### WHAT IS BEING ASKED
Every record that follows is to be copied exactly, with the pictures omitted.

### RECORDS TO USE
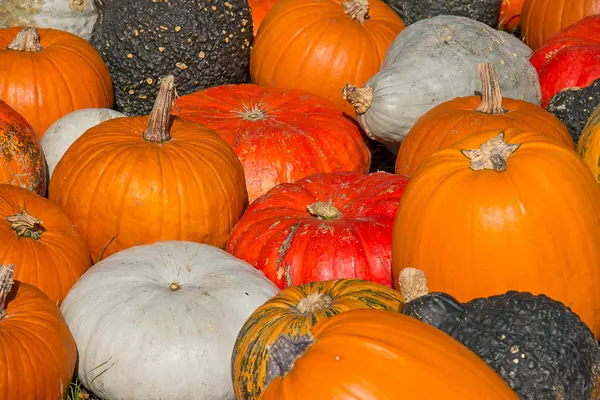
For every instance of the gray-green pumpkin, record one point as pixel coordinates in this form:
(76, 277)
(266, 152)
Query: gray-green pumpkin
(433, 61)
(202, 43)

### SOLVED PROBLEM
For every instance of the gray-green pumpkin, record one point as pixel coordinates in this form:
(76, 277)
(266, 152)
Query: gray-green pumpkin
(433, 61)
(202, 43)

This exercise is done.